-- Consigne à suivre --
Transcrivez mot pour mot le passage de la chronique de l'album « Feral Familiar » qui va de « Pronostic à l’écoute » jusqu'à « du cortex auditif. » inclus.

Si vous dites Andrew Jackson, votre (ancien) professeur d’Histoire vous répondra probablement qu’il s’agit du 7ème président des Etats-Unis. Retournons vers le futur, un peu plus de 150 années après le double mandat du personnage : Andrew Jackson, compositeur et multi-instrumentiste canadien, réactualise le patronyme pour parrainer ce premier album aux thèmes engagés et constitué de pièces courtes voire même très courtes; pas moins de 15 titres pour une durée totale atteignant tout juste les 40 minutes. L’ambition d’un Rock à la fois éclectique et accessible est palpable, reste à voir si le soufflé ne risque pas de retomber avant la fin de la cuisson.
Pronostic à l’écoute ? Sans être d’une inédite créativité, les mélodies s’avèrent énergiques et tranchées, la structure narrative bien définie, de sorte que "Feral Familiar" témoigne in fine d’un discours musical faisant preuve d’une appréciable clarté. Tout au long de l’avancement du programme, l’album prend soin de diversifier les humeurs et de ponctuer son propos, qui reste essentiellement rock, mais qui évite ainsi la saturation prématurée du cortex auditif.

-- Données à examiner --
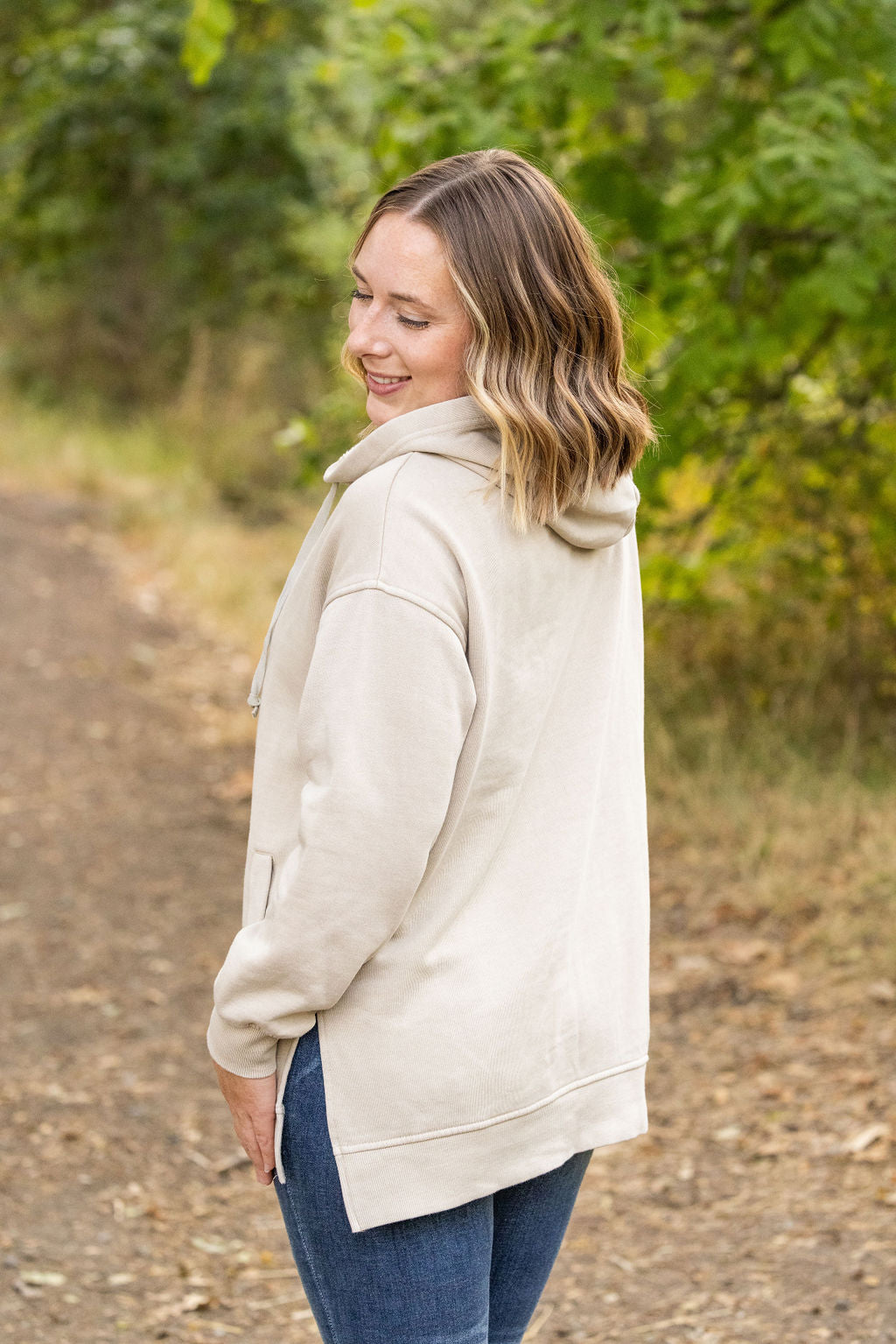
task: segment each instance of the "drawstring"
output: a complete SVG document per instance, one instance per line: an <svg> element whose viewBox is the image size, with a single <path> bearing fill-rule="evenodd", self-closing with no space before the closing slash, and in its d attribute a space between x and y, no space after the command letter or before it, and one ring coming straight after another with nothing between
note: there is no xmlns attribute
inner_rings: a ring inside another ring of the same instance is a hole
<svg viewBox="0 0 896 1344"><path fill-rule="evenodd" d="M293 587L296 579L298 578L298 571L302 567L302 558L308 556L308 552L312 550L314 542L324 530L324 524L326 523L326 519L330 515L330 509L333 507L333 500L336 499L337 489L339 489L339 481L334 481L333 485L330 485L329 488L326 499L317 511L317 517L308 530L305 540L301 544L300 552L293 562L293 567L286 575L286 582L283 583L283 589L279 597L277 598L277 606L274 607L274 614L270 618L270 625L267 626L267 634L265 636L265 642L262 645L262 656L258 660L258 667L255 668L255 675L253 677L253 688L249 692L247 703L251 704L253 707L253 718L258 715L258 707L261 704L262 685L265 683L265 669L267 668L267 648L270 645L270 637L273 634L274 626L277 625L277 617L279 616L283 607L283 602L289 597L290 589Z"/></svg>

-- Résultat obtenu --
Pronostic à l’écoute ? Sans être d’une inédite créativité, les mélodies s’avèrent énergiques et tranchées, la structure narrative bien définie, de sorte que "Feral Familiar" témoigne in fine d’un discours musical faisant preuve d’une appréciable clarté. Tout au long de l’avancement du programme, l’album prend soin de diversifier les humeurs et de ponctuer son propos, qui reste essentiellement rock, mais qui évite ainsi la saturation prématurée du cortex auditif.